• [WORK REQUIRED] Output every line of the material exactly, omitting images.

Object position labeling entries

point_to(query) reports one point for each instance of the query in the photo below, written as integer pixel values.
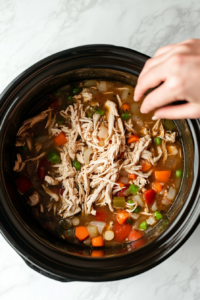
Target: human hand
(177, 67)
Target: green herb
(53, 157)
(137, 209)
(143, 225)
(133, 189)
(119, 202)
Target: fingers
(157, 98)
(147, 81)
(183, 111)
(164, 49)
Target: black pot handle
(45, 273)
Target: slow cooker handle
(42, 272)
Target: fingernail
(155, 118)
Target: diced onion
(109, 235)
(154, 206)
(171, 194)
(102, 86)
(103, 132)
(99, 225)
(139, 200)
(134, 108)
(89, 83)
(75, 221)
(87, 154)
(124, 94)
(123, 180)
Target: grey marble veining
(31, 30)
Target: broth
(93, 169)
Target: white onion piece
(75, 221)
(165, 201)
(103, 132)
(99, 225)
(109, 235)
(135, 109)
(101, 143)
(134, 216)
(89, 83)
(123, 180)
(102, 86)
(139, 200)
(87, 154)
(124, 94)
(123, 173)
(154, 206)
(171, 193)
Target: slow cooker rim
(57, 55)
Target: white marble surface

• [RESULT FOR THIS EXERCISE]
point_to(query) reports one point for each instance of the query in the photo below, written as integer pixel values.
Target: human hand
(177, 67)
Target: green herb
(53, 157)
(137, 209)
(143, 225)
(133, 189)
(119, 202)
Target: fingers
(157, 98)
(147, 81)
(183, 111)
(164, 49)
Target: black pot handle
(45, 273)
Target: slow cooker handle
(42, 272)
Target: fingernail
(155, 118)
Target: diced onion
(109, 235)
(154, 206)
(171, 194)
(102, 86)
(103, 132)
(99, 225)
(139, 200)
(134, 108)
(89, 83)
(75, 221)
(87, 154)
(124, 94)
(123, 180)
Target: grey marble veining
(31, 30)
Target: broth
(93, 169)
Target: white onion piece
(75, 221)
(165, 201)
(103, 132)
(99, 225)
(109, 235)
(135, 109)
(101, 143)
(134, 216)
(89, 83)
(123, 180)
(102, 86)
(139, 200)
(87, 154)
(124, 94)
(123, 173)
(154, 206)
(171, 193)
Target: slow cooker rim
(57, 55)
Target: white marble surface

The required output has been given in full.